- **Listed entries**:
>>>>>
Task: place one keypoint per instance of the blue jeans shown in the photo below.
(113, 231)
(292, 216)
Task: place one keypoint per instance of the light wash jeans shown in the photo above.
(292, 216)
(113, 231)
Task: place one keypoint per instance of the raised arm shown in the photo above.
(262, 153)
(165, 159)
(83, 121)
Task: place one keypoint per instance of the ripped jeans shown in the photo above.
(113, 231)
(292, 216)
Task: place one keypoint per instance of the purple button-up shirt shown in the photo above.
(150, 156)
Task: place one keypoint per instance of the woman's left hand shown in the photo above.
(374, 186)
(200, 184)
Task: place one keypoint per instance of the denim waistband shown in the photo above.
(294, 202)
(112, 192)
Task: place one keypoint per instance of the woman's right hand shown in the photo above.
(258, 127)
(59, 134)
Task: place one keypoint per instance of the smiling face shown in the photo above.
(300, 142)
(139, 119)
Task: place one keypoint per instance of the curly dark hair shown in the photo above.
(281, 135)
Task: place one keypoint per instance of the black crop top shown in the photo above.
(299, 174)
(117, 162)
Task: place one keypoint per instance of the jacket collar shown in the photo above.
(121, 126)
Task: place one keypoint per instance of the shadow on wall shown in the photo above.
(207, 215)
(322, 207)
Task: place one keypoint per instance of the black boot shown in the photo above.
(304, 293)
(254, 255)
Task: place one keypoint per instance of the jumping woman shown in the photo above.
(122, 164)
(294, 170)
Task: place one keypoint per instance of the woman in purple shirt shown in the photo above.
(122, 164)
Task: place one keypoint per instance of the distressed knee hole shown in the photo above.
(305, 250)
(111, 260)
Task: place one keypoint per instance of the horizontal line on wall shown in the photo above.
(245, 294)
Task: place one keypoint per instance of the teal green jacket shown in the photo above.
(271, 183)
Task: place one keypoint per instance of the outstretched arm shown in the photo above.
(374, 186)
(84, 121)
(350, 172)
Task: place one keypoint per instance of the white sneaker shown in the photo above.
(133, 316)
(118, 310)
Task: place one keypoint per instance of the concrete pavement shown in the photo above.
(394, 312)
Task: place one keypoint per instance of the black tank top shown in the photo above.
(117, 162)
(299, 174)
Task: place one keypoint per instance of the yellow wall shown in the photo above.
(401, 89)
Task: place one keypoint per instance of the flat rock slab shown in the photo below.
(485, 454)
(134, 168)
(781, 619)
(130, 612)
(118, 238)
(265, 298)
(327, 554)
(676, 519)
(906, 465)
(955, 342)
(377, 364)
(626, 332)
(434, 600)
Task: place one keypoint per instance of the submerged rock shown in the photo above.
<<<<<
- **Goal of the exercise**:
Your answer must be an exact copy of every entry above.

- **Solution below**:
Task: place one keypoint per instance of the blue jeans shown in the photo below.
(113, 231)
(292, 216)
Task: place one keypoint per instance of the light wash jeans shown in the photo above.
(292, 216)
(113, 231)
Task: place one keypoint per instance of the raised arm shown in the photo above.
(262, 153)
(165, 159)
(83, 121)
Task: place one keypoint per instance of the ripped jeans shown in the photo above.
(113, 231)
(292, 216)
Task: place one keypoint per instance of the purple button-up shirt shown in the photo above.
(150, 156)
Task: place one keypoint per instance of the woman's left hand shown in the photo above.
(374, 186)
(200, 184)
Task: place one keypoint per instance of the denim waistband shown in the photo above.
(294, 202)
(112, 192)
Task: place one keypoint per instance of the woman's right hand shown in the photo above.
(258, 127)
(59, 134)
Task: place one keypoint per instance of the smiling face shown in the photo above.
(300, 142)
(139, 119)
Task: place one keypoint per instance of the curly dark hair shown in the photo above.
(281, 135)
Task: place one keypoint per instance of the black crop top shown in the photo above.
(299, 174)
(117, 162)
Task: place one keypoint per instance of the jacket collar shown in the photo above.
(121, 126)
Task: place one keypoint per instance of the shadow on wall shown in the photo above.
(207, 215)
(322, 207)
Task: place one keypoint per instance of the black boot shown in the photo above.
(304, 293)
(254, 255)
Task: place one keypoint per instance of the jumping woman shown in the photo above.
(122, 164)
(294, 170)
Task: place one keypoint per instance of the woman in purple shirt shown in the photo above.
(122, 164)
Task: place one keypoint per instance of the distressed knee hole shown in the photo above.
(305, 250)
(111, 260)
Task: place one keypoint per instance of the horizontal line on wall shown in the photo above.
(245, 294)
Task: place one keypoint per instance of the teal green jacket shown in the photo above.
(271, 183)
Task: place one keypoint per instance of the outstretched arm shown in the photo above.
(374, 186)
(84, 121)
(350, 172)
Task: place one keypoint per instance of the white sneaker shown in the photo above.
(133, 316)
(118, 310)
Task: place one keypoint per instance of the concrete pavement shown in the photo above.
(394, 312)
Task: place one keypoint per instance of the black tank top shown in the photo above.
(117, 162)
(299, 174)
Task: place one keypoint per instance of the yellow wall shown in the photo above.
(401, 89)
Task: place one keypoint per instance of the flat rock slab shown in the photo below.
(485, 454)
(134, 168)
(781, 619)
(130, 612)
(118, 238)
(265, 298)
(327, 554)
(676, 519)
(906, 465)
(955, 342)
(377, 364)
(626, 332)
(434, 600)
Task: place one keypoint per instance of the submerged rock shown in the photo above.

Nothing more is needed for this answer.